>> START Passage to read
By Jozi Zwerdling
“It is one of the best seminars I have ever attended,”
said Sara Quezada, a teacher at South El Monte High School in California.
“It was honestly inspirational,” said educator David Benson, who teaches at Colorado Springs School in Colorado and lauded the sense of place he gained from the seminar. “I’ve always enjoyed teaching about the Civil Rights Movement, but after going to Birmingham and seeing the places where things happened and then meeting the people who were involved and getting to actually talk to them and hear their stories, I was motivated to do a lot more with my students on this topic.”
Quezada and Benson were two of 16 educators referred by Rethinking Schools and Teaching for Change’s Zinn Education Project along with colleagues across the nation for the Civic Voices’ International Democracy Memory Bank Project. Civic Voices, administered by the American Federation of Teachers Educational Foundation (AFTEF), and funded by the U.S. Department of Education, is an “international civic education exchange program that involves teachers and students from around the world in preserving the legacy of their countries’ democratic struggles.” The Zinn Education Project was thrilled to introduce this extraordinary opportunity to educators. The highlight for them was a three-day seminar in Birmingham, Ala., in the fall of 2011.
>> END Passage to read
>> START Records provided
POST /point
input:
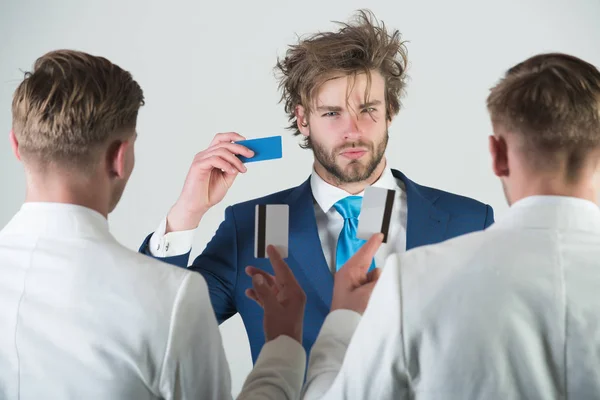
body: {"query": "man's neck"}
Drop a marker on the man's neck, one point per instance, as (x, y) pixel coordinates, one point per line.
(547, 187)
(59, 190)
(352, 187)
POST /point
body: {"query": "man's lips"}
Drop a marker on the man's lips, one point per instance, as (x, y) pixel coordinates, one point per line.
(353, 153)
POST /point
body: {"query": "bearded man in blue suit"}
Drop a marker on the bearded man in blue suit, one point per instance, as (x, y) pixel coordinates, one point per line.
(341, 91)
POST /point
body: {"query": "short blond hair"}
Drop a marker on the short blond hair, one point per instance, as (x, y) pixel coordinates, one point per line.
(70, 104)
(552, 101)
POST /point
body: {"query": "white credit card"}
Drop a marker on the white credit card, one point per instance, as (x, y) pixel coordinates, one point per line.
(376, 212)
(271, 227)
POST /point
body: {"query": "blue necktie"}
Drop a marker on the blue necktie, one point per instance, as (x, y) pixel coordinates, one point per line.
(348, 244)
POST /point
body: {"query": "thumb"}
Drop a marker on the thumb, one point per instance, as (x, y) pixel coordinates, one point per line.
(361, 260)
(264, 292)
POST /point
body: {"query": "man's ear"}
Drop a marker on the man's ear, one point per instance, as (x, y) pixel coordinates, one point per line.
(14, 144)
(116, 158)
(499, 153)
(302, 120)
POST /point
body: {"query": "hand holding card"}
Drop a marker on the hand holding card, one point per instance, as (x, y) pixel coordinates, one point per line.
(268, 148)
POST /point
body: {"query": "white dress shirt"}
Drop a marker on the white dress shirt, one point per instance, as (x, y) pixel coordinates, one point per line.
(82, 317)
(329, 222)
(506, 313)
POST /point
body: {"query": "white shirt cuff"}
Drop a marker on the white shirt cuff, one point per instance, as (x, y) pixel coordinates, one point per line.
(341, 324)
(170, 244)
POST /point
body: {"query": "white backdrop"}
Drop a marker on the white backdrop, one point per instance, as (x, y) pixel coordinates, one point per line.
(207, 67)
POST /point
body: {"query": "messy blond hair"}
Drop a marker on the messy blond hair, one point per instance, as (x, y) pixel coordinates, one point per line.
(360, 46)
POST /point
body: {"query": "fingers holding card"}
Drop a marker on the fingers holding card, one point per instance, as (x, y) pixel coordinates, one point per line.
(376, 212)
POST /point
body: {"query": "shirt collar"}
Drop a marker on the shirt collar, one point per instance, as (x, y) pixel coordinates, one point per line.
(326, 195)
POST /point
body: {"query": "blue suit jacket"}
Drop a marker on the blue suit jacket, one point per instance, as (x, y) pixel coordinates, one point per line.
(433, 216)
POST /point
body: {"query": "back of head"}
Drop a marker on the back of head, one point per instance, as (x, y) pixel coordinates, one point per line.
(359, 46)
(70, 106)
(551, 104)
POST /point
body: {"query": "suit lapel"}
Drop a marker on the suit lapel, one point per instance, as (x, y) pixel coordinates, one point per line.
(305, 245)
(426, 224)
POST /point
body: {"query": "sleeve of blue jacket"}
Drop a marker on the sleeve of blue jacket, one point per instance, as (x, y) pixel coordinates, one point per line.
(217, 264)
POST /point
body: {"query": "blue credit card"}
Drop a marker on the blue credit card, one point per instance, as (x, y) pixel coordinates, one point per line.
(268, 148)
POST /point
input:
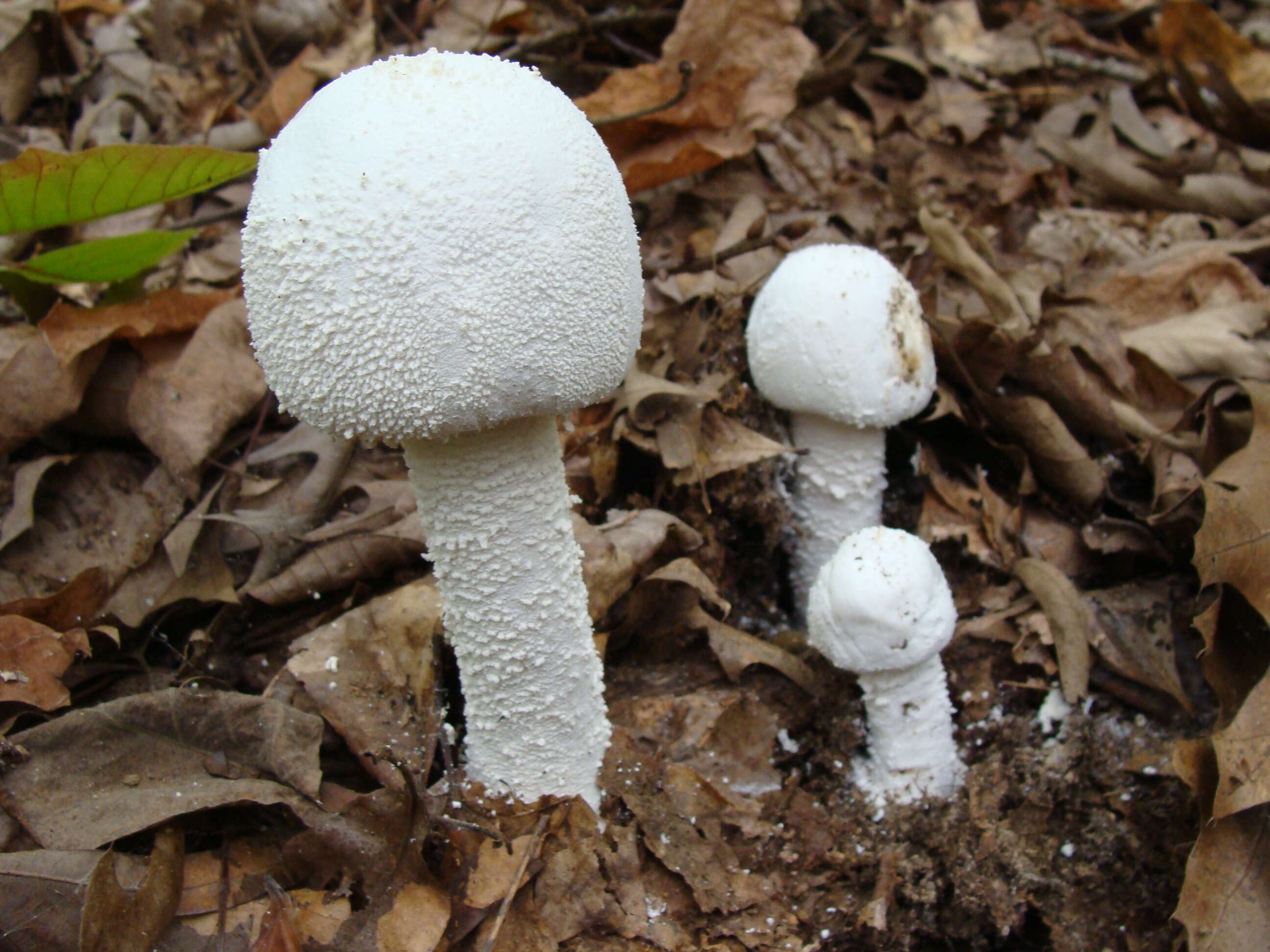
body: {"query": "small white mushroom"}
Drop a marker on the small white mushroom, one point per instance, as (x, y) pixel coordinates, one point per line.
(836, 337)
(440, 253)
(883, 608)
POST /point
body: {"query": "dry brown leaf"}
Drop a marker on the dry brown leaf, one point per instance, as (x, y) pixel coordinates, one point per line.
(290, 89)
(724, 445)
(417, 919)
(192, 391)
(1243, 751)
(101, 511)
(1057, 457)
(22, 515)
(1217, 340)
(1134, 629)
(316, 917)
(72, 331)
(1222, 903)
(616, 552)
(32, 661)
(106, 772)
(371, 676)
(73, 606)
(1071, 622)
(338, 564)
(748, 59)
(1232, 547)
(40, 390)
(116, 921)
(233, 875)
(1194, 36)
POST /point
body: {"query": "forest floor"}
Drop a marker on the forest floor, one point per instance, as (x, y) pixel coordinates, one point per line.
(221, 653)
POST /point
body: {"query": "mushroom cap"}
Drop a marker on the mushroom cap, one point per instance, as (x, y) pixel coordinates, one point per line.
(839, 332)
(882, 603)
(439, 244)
>> END Records provided
In the article about the Birmingham seminar, what made David Benson want to do much more with his students on the Civil Rights Movement?

Answer to the task
He went to Birmingham and saw the places where events happened. He also met people who had been involved, talked with them, and heard their stories. That experience moved him to do more on the topic, even though he had always enjoyed teaching it.